Conheça as histórias dos cérebros que seguiram o caminho das estrelas até ao Jet Propulsion Laboratory da agência espacial norte-americana em Pasadena, sul da Califórnia.
Às sete e meia da manhã, o parque de estacionamento do laboratório de propulsão a jato da NASA já está meio cheio. A fila é grande no pequeno quiosque que serve café nos jardins do laboratório, onde todo o esplendor do sul da Califórnia, EUA, está em exibição: muitos espaços verdes, temperatura agradável e montanhas a perder de vista no horizonte.
Longe da vista do público que desemboca neste espaço para visitas gratuitas, há zonas de testes ao ar livre onde se simula o terreno de Marte. Há câmaras de eco e salas para testar protótipos de veículos espaciais. Aqui, em Pasadena, trabalham mais de seis mil investigadores em todo o tipo de áreas ligadas ao Espaço e ciências da Terra – pelo menos quatro são portugueses.

▶ **EXERCÍCIO PROPOSTO A**
Reescreva o texto sobre o laboratório da NASA desde "Longe da vista" até "quatro são portugueses.", inclusive, trocando "Marte" por "Vénus".
▶ **EXERCÍCIO PROPOSTO B**
Segundo o texto sobre o laboratório da NASA, quantos investigadores trabalham em Pasadena?
▶ **EXERCÍCIO PROPOSTO C**
Prossiga o texto sobre o laboratório da NASA a partir do ponto em que termina.

▶ **DADOS FORNECIDOS**
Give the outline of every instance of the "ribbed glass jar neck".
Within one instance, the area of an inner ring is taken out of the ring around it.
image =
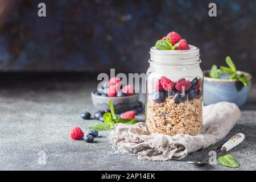
[[[201,63],[199,48],[189,45],[189,50],[160,50],[155,47],[150,48],[149,62],[163,65],[192,65]]]

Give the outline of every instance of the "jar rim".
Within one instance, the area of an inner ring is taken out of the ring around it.
[[[189,65],[201,63],[199,48],[189,45],[188,50],[160,50],[155,46],[150,48],[150,63],[173,65]]]
[[[188,45],[189,49],[188,50],[161,50],[156,48],[155,46],[150,48],[150,54],[159,54],[159,55],[188,55],[193,53],[197,53],[199,54],[199,48],[197,47]]]

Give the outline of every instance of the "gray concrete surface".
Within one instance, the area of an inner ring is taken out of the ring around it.
[[[161,162],[113,154],[107,131],[100,132],[100,137],[90,144],[69,138],[72,127],[79,126],[86,131],[96,122],[80,118],[82,111],[96,111],[90,97],[96,82],[86,78],[75,82],[69,77],[30,78],[2,77],[0,80],[0,170],[256,170],[255,86],[247,104],[241,108],[240,122],[225,140],[182,161]],[[241,164],[239,168],[220,164],[197,168],[186,162],[207,156],[240,132],[245,134],[245,141],[228,152]],[[38,163],[40,151],[46,154],[45,165]]]

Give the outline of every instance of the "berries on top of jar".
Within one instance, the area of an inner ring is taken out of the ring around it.
[[[195,77],[191,81],[181,78],[176,82],[165,76],[155,83],[154,89],[148,90],[148,98],[156,103],[162,103],[172,96],[176,104],[201,97],[201,79]],[[150,89],[150,88],[148,88]]]
[[[180,34],[175,32],[171,32],[164,36],[161,40],[156,41],[156,48],[161,50],[188,50],[189,46],[185,39],[181,39]]]
[[[121,81],[120,78],[114,77],[109,81],[105,81],[101,88],[93,91],[93,94],[102,97],[125,97],[135,94],[133,86],[130,85],[125,86],[122,89]]]

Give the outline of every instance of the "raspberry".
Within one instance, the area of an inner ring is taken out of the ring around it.
[[[163,38],[162,38],[162,40],[166,40],[166,36],[164,36]]]
[[[122,119],[131,119],[134,118],[135,117],[135,113],[134,111],[131,110],[129,111],[126,111],[121,115],[121,118]]]
[[[175,85],[175,88],[179,91],[187,91],[191,86],[191,82],[185,78],[180,80]]]
[[[116,97],[117,96],[117,91],[115,89],[115,85],[110,85],[110,86],[109,86],[109,89],[108,89],[107,95],[109,97]]]
[[[161,80],[159,80],[154,87],[155,91],[162,91],[163,90],[163,86],[161,84]]]
[[[69,136],[73,140],[80,140],[84,136],[84,132],[80,127],[73,127],[69,131]]]
[[[163,76],[161,78],[161,84],[163,89],[166,91],[172,90],[175,88],[175,83],[165,76]]]
[[[127,96],[133,95],[134,94],[134,91],[133,90],[133,88],[131,85],[127,85],[122,90],[123,93],[126,93]]]
[[[115,85],[121,81],[120,79],[118,77],[112,77],[109,80],[109,86],[110,85]]]
[[[186,40],[181,39],[179,42],[177,46],[175,48],[175,50],[188,50],[189,49]]]
[[[195,86],[195,88],[197,90],[200,90],[201,87],[201,79],[198,80],[197,84]]]
[[[169,34],[168,34],[167,36],[170,37],[172,46],[174,46],[176,43],[179,42],[180,39],[181,39],[181,37],[180,36],[180,34],[175,32],[170,32]]]

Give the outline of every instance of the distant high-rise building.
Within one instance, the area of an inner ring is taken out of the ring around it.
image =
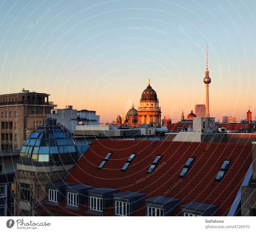
[[[249,122],[251,122],[252,121],[252,112],[250,111],[250,108],[249,108],[249,110],[246,112],[247,114],[247,119]]]
[[[181,113],[181,120],[184,120],[184,113],[183,113],[183,110],[182,110],[182,113]]]
[[[236,116],[231,116],[228,117],[228,122],[236,122]]]
[[[204,104],[197,104],[195,107],[195,113],[197,117],[205,116],[206,107]]]
[[[222,123],[228,123],[228,116],[222,116]]]

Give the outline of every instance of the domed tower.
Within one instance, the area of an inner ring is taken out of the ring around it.
[[[250,107],[249,107],[249,110],[246,112],[247,114],[247,119],[249,122],[252,122],[252,112],[250,111]]]
[[[122,118],[120,115],[118,115],[116,117],[116,125],[118,126],[121,126],[122,125]]]
[[[46,185],[62,181],[78,160],[75,139],[56,121],[45,119],[21,147],[14,180],[15,216],[35,216],[33,209],[47,196]]]
[[[187,117],[187,120],[193,120],[193,118],[196,117],[196,116],[193,113],[193,111],[191,109],[191,112]]]
[[[209,117],[210,110],[209,110],[209,84],[212,80],[209,76],[209,71],[208,71],[208,46],[206,45],[206,70],[205,77],[204,78],[204,82],[206,85],[206,105],[205,106],[205,117]]]
[[[133,103],[132,106],[132,108],[130,109],[126,114],[125,122],[127,125],[129,126],[136,126],[138,122],[138,111],[134,108]]]
[[[140,124],[150,124],[152,126],[161,126],[161,109],[156,91],[148,85],[142,92],[140,105],[138,108],[138,121]]]

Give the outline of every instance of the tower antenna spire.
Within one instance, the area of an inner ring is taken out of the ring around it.
[[[206,45],[206,70],[205,71],[205,76],[209,76],[209,72],[208,71],[208,44]]]

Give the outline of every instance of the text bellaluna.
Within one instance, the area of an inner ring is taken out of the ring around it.
[[[224,223],[224,221],[223,220],[205,220],[206,223]]]

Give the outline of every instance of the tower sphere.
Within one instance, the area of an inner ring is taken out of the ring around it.
[[[204,82],[205,84],[210,84],[212,80],[209,76],[206,76],[204,78]]]

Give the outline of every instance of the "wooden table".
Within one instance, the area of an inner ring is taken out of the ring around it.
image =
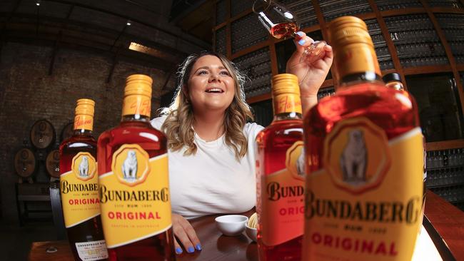
[[[252,211],[248,211],[243,215],[249,217],[252,213]],[[258,260],[256,243],[248,238],[245,233],[238,237],[222,235],[216,228],[214,222],[214,218],[218,215],[202,217],[191,220],[201,241],[203,250],[196,251],[194,254],[182,254],[177,257],[177,260]],[[428,230],[434,242],[443,238],[455,258],[457,260],[464,260],[464,213],[433,193],[428,191],[425,216],[435,230],[440,233],[440,235],[435,235],[434,238],[433,233]],[[58,251],[55,253],[46,253],[47,247],[51,246],[57,247]],[[439,248],[439,246],[438,247]],[[440,249],[438,250],[440,251]],[[442,252],[440,254],[445,260],[450,260],[446,256],[443,256]],[[34,242],[29,253],[29,260],[74,260],[68,242]]]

▶ **RESULTADO DA TAREFA A**
Longe da vista do público que desemboca neste espaço para visitas gratuitas, há zonas de testes ao ar livre onde se simula o terreno de Vénus. Há câmaras de eco e salas para testar protótipos de veículos espaciais. Aqui, em Pasadena, trabalham mais de seis mil investigadores em todo o tipo de áreas ligadas ao Espaço e ciências da Terra – pelo menos quatro são portugueses.

▶ **RESULTADO DA TAREFA B**
Mais de seis mil.

▶ **RESULTADO DA TAREFA C**
Graça Rocha, João Teixeira, António Ferraz e Nuno Filipe vieram parar ao JPL – Jet Propulsion Laboratory – em momentos diferentes e para áreas distintas. Seguiram o caminho das estrelas até à NASA e nenhum pretende voltar para Portugal, onde as oportunidades nesta área são poucas. Todos sublinham a grande diversidade e abertura do laboratório como uma das principais valências, sendo possível encontrar investigadores de todo o mundo e com os projetos de pesquisa mais ambiciosos.
O laboratório é gerido pelo Caltech (California Institute of Technology), o que significa que os seus investigadores não são funcionários públicos como os restantes da NASA. No JPL, onde é preciso pedir autorização de entrada com muita antecedência e as tours públicas estão lotadas, o trabalho dos cientistas portugueses tem impacto mundial. As missões são interdisciplinares e muitas vezes em coordenação com outras agências espaciais, com destaque para a ESA – Agência Espacial Europeia.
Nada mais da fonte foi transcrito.